Exercise tasks>
- 1) In the evaluation-metrics text, which four metrics measure image-level classification performance?
- 2) Carry the evaluation-metrics text forward, picking up right after its final sentence.

Page extract>
Evaluation Metrics: We evaluate the performance of image-level classification using four metrics, namely, area under curve (AUC), sensitivity (Sensi), specificity (Speci) and accuracy (Accur). We evaluate the performance of indolent/CS PCa localization in lesion-contained images using recall, precision, F1-score and accuracy. Specifically, we count the numbers of successfully localized indolent lesion (\(LL_i\)) and CS lesions (\(LL_{cs}\)), the number of localized CS lesions while incorrectly classified as indolent (\(FL_i\)) and the number of localized indolent lesions while incorrectly classified as CS (\(FL_{cs}\)). Accordingly, the localization accuracy of indolent and CS PCa is respectively calculated as \(LL_i/(N_i+FL_{cs})\) and \(LL_{cs}/(N_{cs}+FL_{i})\), where \(N_i\) and \(N_{cs}\) are the total number of indolent PCa lesion and CS PCa lesion respectively.

Dataset entries>
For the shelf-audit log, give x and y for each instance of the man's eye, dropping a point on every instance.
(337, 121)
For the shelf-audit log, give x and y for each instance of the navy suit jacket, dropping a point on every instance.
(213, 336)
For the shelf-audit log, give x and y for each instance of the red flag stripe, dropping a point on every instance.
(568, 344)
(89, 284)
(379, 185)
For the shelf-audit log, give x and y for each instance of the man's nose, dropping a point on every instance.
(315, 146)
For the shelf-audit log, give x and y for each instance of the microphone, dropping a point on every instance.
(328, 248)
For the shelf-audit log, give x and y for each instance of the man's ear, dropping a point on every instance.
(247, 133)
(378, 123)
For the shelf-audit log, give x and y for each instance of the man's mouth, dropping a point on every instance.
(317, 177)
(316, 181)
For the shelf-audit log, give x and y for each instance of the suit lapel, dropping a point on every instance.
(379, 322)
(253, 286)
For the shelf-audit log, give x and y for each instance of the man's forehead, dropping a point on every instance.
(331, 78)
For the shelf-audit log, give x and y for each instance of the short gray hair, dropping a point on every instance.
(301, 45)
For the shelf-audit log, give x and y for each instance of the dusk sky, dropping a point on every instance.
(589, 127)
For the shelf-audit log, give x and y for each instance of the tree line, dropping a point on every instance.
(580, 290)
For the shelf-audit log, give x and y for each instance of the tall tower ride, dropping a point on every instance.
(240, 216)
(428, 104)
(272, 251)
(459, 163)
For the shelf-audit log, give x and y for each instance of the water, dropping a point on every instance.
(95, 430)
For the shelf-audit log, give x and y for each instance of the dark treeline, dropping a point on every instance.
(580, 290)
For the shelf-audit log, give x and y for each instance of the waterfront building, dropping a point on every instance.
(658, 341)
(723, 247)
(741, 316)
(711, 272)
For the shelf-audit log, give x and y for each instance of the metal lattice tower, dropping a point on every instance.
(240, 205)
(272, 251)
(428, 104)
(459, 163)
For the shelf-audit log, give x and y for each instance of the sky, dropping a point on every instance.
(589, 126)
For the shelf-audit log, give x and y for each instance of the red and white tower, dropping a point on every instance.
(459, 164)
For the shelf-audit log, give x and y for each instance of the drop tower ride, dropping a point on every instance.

Answers to the tasks>
- 1) Area under curve (AUC), sensitivity, specificity, and accuracy.

- 2)
3.2 Results

Image-level Classification. We first evaluate the performance of our method for distinguishing: (i) slices containing PCa from those not containing PCa (Cancer vs. Noncancer), (ii) slices containing only indolent PCa from those containing no indolent PCa (Indolent vs. Nonindolent), and (iii) slices containing only CS PCa from those containing no CS (CS vs. NonCS). We compare our method with two single-modality versions of our method based on ADC only (CNN\(_{ADC}\)) and T2w only (CNN\(_{T2w}\)), respectively. In addition, we also compare our method with a state-of-the-art CNN network [13] for class-specific object localization based on image-level training. Note that the network in [13] was originally trained to classify 1000 classes. For a fair comparison, we replaced their 1000-node last layer with the last two classification layers of our network, fine-tuned their networks using the same set of ADC and T2w training images, and then combined ADC and T2w by concatenating features from each network of a single modality. The modified version of [13] is denoted as CNN\(_{concat}\). Table 1 shows comparison of results among four methods. Two conclusions can be drawn from the results: (1) combining information of both modalities could improve the overall performance (i.e. AUC and accuracy) for all three tasks, (2) our fusion method achieves superior performances to the method directly concatenating features.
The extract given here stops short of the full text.